→ The problem
Please retype, character for character, the portion of the entries below that runs from the line containing "Question. The photo above holds the horse's hind" to the last line.

→ Supplied records
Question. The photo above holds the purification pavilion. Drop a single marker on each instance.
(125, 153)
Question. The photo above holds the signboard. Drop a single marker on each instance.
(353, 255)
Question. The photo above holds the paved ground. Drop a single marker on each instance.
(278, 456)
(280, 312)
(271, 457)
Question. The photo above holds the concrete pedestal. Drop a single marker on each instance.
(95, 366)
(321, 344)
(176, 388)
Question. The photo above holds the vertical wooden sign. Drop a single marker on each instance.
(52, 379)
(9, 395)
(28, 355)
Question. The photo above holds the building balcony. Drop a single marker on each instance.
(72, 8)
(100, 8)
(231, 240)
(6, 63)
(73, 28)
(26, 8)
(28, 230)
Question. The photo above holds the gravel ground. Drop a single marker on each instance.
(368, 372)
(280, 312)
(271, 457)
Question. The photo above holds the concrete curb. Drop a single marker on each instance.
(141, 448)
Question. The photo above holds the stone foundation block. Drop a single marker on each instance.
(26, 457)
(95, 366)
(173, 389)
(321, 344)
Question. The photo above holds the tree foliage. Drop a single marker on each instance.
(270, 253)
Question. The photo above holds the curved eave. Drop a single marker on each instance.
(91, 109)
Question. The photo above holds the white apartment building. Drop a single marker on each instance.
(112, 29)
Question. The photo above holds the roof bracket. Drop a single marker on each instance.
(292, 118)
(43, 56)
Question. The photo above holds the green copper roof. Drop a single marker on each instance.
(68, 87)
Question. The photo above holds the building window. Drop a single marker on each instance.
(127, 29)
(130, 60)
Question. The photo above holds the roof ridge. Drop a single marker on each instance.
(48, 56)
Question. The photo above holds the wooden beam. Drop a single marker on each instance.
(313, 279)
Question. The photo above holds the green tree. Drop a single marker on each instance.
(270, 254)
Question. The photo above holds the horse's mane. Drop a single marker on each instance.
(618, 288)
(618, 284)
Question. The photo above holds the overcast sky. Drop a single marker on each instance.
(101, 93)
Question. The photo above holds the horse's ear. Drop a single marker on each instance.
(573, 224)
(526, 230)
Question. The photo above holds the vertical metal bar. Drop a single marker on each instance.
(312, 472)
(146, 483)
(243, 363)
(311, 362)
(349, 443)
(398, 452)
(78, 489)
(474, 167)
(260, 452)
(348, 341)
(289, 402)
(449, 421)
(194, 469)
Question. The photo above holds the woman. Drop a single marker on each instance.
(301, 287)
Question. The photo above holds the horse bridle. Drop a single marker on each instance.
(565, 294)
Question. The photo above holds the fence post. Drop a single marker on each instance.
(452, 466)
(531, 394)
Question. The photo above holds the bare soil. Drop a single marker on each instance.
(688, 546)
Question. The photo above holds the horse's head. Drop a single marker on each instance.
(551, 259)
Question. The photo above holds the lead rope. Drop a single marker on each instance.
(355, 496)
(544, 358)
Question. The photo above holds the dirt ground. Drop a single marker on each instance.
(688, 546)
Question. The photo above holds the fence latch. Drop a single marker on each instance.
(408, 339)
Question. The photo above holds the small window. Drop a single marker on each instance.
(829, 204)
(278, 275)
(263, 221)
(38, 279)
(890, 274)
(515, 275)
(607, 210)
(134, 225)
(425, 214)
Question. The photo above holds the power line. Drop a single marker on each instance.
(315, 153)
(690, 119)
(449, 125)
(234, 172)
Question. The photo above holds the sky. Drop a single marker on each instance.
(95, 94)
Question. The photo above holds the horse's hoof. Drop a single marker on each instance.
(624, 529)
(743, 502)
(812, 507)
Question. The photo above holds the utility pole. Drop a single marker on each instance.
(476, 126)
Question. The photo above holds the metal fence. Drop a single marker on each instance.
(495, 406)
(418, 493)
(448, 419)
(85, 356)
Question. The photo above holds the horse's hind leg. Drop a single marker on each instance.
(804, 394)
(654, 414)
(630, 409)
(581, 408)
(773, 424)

→ Expected output
Question. The photo above holds the horse's hind leg. Drop a single marker on each instance.
(804, 394)
(654, 414)
(630, 409)
(581, 408)
(773, 424)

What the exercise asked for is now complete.